══ Reading text ══

Talking with Children About Sexual Abuse

Tips for Parents and Caregivers

By Cherie Benjoseph, LCSW and Renée Layman, LMHC

Sexual abuse can be a sensitive and difficult topic for us as caregivers to talk with our children about. For adults it can bring up our greatest fears, and in many cases trigger our own memories. But we do not have to feel powerless, we can take many steps that will help strengthen us as adults, not just our children, to lessen the risk of our children being victimized by Child Sexual Abuse (CSA). Starting these steps early (although it is never too late to start!) and using developmentally appropriate language and strategies can empower and protect families.

In this blog, we'll provide some starting points on your journey to making your family KidSafe smart. We will explore appropriate ways for speaking to children about sexual abuse, focusing on key principles and strategies supported by experts in child psychology and sexual abuse prevention.

  1. Trusted Adults Need to Get Educated First: What is it exactly that I am trying to prevent? What are the chances this could happen to my child? I am a survivor, is this impacting how I parent?
  2. Start Early and Keep it Age Appropriate: Research shows that initiating discussions about personal safety from an early age can help children develop a positive understanding of body safety and boundaries. The words we choose are important. When we are speaking to children we do not use the words child sexual abuse at all. In fact, we teach all of body autonomy, consent and personal safety from a place of fun, not fear. It's essential to tailor conversations to the child's age and cognitive abilities, using language and concepts they can comprehend. For younger children, discussions may focus on basic body safety rules, while older children can engage in more detailed conversations about consent and healthy relationships.

═══
══ Dataset excerpts ══

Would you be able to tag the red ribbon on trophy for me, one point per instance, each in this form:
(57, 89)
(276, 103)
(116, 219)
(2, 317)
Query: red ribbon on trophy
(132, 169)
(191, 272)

═══

● Brief 1:
Revise the listing of tagging points above by replacing "red ribbon" with "blue ribbon" wherever it occurs, leaving every other line unchanged.
● Brief 2:
Resume the guide on talking with children about sexual abuse from where it stops.

● Final answer 1:
Would you be able to tag the blue ribbon on trophy for me, one point per instance, each in this form:
(57, 89)
(276, 103)
(116, 219)
(2, 317)
Query: blue ribbon on trophy
(132, 169)
(191, 272)

● Final answer 2:
  3. Personal safety is Part of Everyday Parenting: Just like you teach car safety, kitchen safety, pool safety, personal safety comes up in our natural parenting. Regularly reinforce important messages about body safety, boundaries, and the importance of speaking up if something feels wrong. Much of the learning opportunities occur between siblings and other family members. This is an excellent opportunity for children to practice using their voice to say “no”, or “I want to stop”, to a touch (tickling, a hug, roughhousing). Children who learn to speak up, and have the support of their grown-ups when they do, feel valued. This is how we build skills of resilience.
  4. Promote Healthy Sexuality: In addition to discussing boundaries and safety, it's important to promote healthy attitudes towards sexuality. Teach children to respect their bodies and the bodies of others, emphasizing the value of consent, empathy, and communication in relationships. By fostering a positive and open attitude towards sexuality, children are better equipped to recognize and reject harmful behavior. Many adults were raised to feel shame about our bodies, how it functions and that it is not okay to ask questions. We need to change this attitude as we raise children today. No shame.
  5. Teach Correct Names for Body Parts: This is a simple yet very powerful step to take to strengthen the safety of your child. Using anatomically correct names for body parts helps reduce confusion and empowers children to communicate clearly about their bodies. Predators are looking for kids who do not have an open and trusting relationship with their caregivers. Children who are comfortable with using the proper names for their body parts, and can comfortably go to their parent and say, I have a rash on my vulva, in the same tone as they would say I have a rash on my arm, are empowered. They are being raised with respect for their bodies, which leads to a strong sense of body autonomy. This knowledge also reinforces that certain body parts are private and should not be touched by others. If a child says, “Don’t touch my chest.” (or any other private part), it puts the offender on alert that this is an educated child and is not going to be an easy target.
  6. Establish Touching Boundaries and Privacy Rules: Help children understand that they have the right to set boundaries around physical touch and personal space. Encourage them to assertively say "no" to unwanted touch and respect others' boundaries as well. Establish clear privacy rules in the home and reinforce the importance of respecting privacy both at home and in public settings. Have fun practicing these skills in your home. Each families rules and understanding of when to establish privacy for children will be different. Listen to your children, they will often indicate when they are ready for more privacy. Respecting their boundaries is key.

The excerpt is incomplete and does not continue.